_GIVEN PASSAGE_
........
I sat listening with my ears pricked up as this guy was the real deal. Enough to make him the focus of an entire segment of NPR’s Talk of the Nation for a solid two hours.

Obviously, Mr. Marriage (as I’ll call him for the sake of this essay) had a lot to say on the topic. He talked about respect being the cornerstone of a lasting relationship, the importance of morality within the confines of a union, the way couples should fight, and how a pair of lovers must always take up the challenge to evolve together. All very sensible and true on an intuitive level.

But what caught my attention most was his assertion that story is an essential element to a lifelong love affair. In other words, what seems to matter in an intrinsic way is not that a couple has gotten together but how a couple has gotten together. The story of us – of how our love takes flight – appears not only to be the spark that ignites the fire we need in order to sustain passion, but the one that foments friendship and trust, and gets us through some of the dark, dark times that visit us during the course of our lives. Things like illness, child-rearing debacles, job loss, snoring, opposing tastes in television shows, and a mother-in-law moving in.

over the threshold

In my interpretation, Mr. Marriage was explaining how courtship – the process of wooing an amour by gestures large and small (i.e. the candy and flowers routine) – plays a vital role in spinning that magic web we call true love. Courtship, like a good story, tantalizes. It promises so much, but threatens to take it away at any time. At its heart, courtship makes a couple earn each other’s affection and intimacy. It is the inverse of a hook-up.

I was reminded of the symbiotic relationship between love and story very recently when a friend – a new friend who I’m just getting to know and with whom I’ve found a lot in common – asked me to share with her the story of how my husband and I got together. She and I are both writers and we also happen to write about love in various ways. Neither one of us are romance writers, per se, but love in its many forms is definitely a shared theme of ours.
........
_WHAT YOU WILL DO_
- A) Reproduce the section of the essay on love and story from "In my interpretation, Mr." to "of a hook-up.".
- B) Answer the following questions using the essay on love and story.
(i) On which radio program was Mr. Marriage featured, and for how long?
(ii) What does the essay call the inverse of courtship?
(iii) What theme do the writer and the new friend share in their writing?
- C) Translate this sentence from the essay on love and story into French: "At its heart, courtship makes a couple earn each other’s affection and intimacy."
........
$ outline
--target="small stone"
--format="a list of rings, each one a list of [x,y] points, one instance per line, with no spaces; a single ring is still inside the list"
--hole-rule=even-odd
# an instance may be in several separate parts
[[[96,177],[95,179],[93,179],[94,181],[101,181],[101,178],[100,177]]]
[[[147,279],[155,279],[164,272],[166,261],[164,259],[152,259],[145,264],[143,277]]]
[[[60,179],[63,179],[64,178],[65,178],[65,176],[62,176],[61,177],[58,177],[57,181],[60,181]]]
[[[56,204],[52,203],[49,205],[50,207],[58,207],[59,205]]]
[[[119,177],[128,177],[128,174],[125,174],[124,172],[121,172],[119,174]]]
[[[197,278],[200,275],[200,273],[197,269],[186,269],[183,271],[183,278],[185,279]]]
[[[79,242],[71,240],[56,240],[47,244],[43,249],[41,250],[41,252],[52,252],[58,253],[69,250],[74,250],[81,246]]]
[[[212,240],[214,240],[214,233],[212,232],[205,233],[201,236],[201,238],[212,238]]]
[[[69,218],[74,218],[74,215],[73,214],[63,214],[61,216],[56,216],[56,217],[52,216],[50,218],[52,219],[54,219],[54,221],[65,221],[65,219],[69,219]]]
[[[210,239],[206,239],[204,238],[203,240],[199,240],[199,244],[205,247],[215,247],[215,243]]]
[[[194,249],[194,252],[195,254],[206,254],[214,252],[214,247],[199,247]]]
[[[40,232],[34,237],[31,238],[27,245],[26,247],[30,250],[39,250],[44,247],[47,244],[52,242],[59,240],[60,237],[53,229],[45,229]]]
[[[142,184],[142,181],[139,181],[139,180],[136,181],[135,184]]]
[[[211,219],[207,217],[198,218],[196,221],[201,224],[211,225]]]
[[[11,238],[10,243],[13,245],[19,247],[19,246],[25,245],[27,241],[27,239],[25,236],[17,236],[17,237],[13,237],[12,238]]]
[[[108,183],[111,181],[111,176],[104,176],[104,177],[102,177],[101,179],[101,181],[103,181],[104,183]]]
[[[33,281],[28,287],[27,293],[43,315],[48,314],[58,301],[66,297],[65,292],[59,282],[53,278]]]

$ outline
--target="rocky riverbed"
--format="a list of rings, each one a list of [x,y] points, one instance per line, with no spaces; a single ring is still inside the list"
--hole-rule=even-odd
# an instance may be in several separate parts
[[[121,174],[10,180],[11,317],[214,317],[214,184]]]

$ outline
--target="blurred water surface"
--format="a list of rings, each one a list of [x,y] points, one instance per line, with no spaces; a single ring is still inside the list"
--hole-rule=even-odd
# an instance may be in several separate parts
........
_FINAL ANSWERS_
- A)
In my interpretation, Mr. Marriage was explaining how courtship – the process of wooing an amour by gestures large and small (i.e. the candy and flowers routine) – plays a vital role in spinning that magic web we call true love. Courtship, like a good story, tantalizes. It promises so much, but threatens to take it away at any time. At its heart, courtship makes a couple earn each other’s affection and intimacy. It is the inverse of a hook-up.

- B)
(i) NPR’s Talk of the Nation, for a solid two hours.
(ii) A hook-up.
(iii) Love in its many forms.

- C) Au fond, la cour amoureuse oblige un couple à mériter l’affection et l’intimité de chacun.